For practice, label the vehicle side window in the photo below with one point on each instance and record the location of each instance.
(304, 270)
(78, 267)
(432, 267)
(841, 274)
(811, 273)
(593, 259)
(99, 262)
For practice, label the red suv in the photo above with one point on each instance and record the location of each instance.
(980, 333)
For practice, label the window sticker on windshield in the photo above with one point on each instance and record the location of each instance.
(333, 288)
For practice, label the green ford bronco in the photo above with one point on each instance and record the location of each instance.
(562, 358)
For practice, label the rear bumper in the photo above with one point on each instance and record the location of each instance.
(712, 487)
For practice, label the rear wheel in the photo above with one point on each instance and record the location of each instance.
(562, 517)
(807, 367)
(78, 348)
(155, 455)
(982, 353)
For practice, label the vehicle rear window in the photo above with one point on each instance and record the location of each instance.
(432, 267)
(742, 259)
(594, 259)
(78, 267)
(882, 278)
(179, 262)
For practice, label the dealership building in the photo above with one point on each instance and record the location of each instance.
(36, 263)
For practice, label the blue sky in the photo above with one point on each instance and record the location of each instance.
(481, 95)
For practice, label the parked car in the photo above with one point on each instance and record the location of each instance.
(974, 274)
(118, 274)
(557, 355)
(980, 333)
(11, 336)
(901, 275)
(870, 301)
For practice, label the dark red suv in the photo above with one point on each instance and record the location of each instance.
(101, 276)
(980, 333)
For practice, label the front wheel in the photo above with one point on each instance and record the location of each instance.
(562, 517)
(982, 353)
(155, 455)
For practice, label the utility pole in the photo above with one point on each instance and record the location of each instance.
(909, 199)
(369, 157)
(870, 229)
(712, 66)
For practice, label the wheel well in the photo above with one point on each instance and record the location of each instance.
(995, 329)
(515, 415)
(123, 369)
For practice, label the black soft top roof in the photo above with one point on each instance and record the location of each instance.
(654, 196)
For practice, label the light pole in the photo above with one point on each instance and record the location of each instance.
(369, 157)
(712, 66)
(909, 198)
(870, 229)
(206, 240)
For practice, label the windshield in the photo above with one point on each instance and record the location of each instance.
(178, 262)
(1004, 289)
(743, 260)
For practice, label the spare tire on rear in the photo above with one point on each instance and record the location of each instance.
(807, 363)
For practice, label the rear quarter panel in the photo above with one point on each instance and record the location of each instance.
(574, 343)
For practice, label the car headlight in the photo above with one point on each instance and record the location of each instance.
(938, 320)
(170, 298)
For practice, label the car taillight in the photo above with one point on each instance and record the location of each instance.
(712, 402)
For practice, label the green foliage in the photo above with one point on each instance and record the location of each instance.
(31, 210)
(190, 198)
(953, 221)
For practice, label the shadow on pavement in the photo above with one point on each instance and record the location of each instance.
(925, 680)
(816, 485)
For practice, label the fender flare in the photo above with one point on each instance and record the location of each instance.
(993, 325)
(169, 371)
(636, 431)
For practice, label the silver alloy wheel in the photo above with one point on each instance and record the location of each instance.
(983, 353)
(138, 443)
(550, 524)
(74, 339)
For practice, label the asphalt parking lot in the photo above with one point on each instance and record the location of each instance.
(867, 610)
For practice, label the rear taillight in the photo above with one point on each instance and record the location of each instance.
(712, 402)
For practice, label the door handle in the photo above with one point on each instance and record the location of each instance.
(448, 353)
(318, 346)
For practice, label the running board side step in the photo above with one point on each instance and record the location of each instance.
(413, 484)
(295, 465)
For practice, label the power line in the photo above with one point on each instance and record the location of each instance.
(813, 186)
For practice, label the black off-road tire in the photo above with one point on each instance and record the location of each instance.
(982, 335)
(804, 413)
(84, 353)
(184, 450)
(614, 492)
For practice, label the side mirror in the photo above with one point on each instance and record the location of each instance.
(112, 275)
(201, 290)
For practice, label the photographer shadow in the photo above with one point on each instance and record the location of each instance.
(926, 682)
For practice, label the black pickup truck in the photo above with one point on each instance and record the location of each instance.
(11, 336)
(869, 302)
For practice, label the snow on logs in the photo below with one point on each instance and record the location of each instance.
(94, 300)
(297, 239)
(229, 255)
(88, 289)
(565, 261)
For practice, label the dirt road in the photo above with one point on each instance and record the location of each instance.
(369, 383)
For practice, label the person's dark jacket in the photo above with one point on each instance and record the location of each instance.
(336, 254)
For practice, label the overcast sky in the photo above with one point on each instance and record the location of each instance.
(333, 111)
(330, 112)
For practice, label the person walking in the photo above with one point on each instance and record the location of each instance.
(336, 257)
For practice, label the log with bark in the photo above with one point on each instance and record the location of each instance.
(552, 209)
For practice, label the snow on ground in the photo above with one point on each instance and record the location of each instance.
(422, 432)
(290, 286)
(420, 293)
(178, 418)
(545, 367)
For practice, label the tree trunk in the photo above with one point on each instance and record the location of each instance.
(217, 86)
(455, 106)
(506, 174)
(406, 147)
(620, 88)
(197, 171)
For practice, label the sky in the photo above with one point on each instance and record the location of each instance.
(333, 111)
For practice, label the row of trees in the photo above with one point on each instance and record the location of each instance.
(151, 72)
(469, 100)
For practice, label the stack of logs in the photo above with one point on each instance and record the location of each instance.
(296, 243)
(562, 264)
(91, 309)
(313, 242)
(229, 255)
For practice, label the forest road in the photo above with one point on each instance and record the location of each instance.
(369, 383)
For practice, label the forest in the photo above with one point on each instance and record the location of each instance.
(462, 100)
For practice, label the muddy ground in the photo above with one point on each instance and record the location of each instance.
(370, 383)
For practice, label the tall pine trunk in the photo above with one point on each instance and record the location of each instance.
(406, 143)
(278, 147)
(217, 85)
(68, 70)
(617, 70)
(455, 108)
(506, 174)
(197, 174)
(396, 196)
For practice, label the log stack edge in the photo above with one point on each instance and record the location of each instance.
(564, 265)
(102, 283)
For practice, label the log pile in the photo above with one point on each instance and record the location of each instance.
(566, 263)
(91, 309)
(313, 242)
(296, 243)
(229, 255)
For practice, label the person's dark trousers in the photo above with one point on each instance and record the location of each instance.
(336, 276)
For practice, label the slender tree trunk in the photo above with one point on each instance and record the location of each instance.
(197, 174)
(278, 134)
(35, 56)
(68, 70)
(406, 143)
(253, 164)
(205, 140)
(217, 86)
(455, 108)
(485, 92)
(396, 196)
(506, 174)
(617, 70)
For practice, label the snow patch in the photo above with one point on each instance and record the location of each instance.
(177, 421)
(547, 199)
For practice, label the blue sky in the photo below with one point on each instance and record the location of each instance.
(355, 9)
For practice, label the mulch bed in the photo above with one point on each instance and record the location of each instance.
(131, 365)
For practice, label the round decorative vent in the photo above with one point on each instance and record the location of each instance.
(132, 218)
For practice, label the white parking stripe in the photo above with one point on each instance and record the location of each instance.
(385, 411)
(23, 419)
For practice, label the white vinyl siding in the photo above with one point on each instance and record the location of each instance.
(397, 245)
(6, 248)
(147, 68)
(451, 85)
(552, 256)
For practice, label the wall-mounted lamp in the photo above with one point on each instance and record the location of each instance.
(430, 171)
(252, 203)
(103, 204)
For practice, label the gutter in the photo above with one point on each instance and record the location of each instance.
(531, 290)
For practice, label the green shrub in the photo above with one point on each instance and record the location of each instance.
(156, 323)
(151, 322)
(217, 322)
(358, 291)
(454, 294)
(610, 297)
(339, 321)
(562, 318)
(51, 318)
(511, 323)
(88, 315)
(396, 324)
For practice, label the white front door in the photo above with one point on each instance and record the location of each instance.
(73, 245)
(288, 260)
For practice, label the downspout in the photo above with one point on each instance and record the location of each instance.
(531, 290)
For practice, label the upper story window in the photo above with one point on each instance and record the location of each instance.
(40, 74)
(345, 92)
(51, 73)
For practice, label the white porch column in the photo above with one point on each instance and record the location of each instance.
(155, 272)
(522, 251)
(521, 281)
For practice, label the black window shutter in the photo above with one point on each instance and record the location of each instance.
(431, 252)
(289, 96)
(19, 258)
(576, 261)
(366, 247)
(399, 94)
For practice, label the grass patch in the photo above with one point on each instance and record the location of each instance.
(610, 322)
+-------+
### CHALLENGE
Exactly reproduce the lines that run from the line with "For practice, label the round" through the last line of the records, inclusive.

### REPLY
For practice, label the round decorative vent in the photo above with one point on each instance and record the location of each instance.
(132, 218)
For practice, label the white parking stripe in the photo above with one point on each instance and record the location of each instance.
(385, 411)
(23, 419)
For practice, label the white vinyl siding in the photo above with one point on each instance and record the location of each instance.
(397, 245)
(6, 248)
(147, 68)
(451, 85)
(552, 256)
For practice, label the wall-mounted lamp in the photo above with one point on each instance and record the location of each instance.
(430, 171)
(252, 203)
(103, 204)
For practice, label the gutter in the photo above with one point on each instance and record the location of each instance.
(531, 290)
For practice, label the green shrub in the photo above with one point on each instance and record the location of each instance.
(156, 323)
(151, 322)
(217, 322)
(358, 291)
(454, 294)
(610, 297)
(339, 321)
(562, 318)
(51, 318)
(511, 323)
(88, 315)
(396, 324)
For practice, label the white front door in the photo above with one point on each instance and record the location of each instance.
(73, 245)
(288, 260)
For practice, label the downspout in the photo above with one point on each instance and record the location of each instance.
(531, 290)
For practice, label the upper story window in the photo above with one point on each instance and record the location of each instance.
(40, 74)
(345, 92)
(51, 73)
For practice, label the white porch column in the photo above with one point on each instance and record the location of each instance.
(155, 272)
(522, 251)
(521, 281)
For practice, label the black window shutter in the photo above with one point on each instance and record the location of each instance.
(431, 252)
(289, 96)
(19, 258)
(576, 261)
(366, 247)
(399, 94)
For practice, label the grass patch in the photo above with one point on each instance and record the location of each instance.
(610, 322)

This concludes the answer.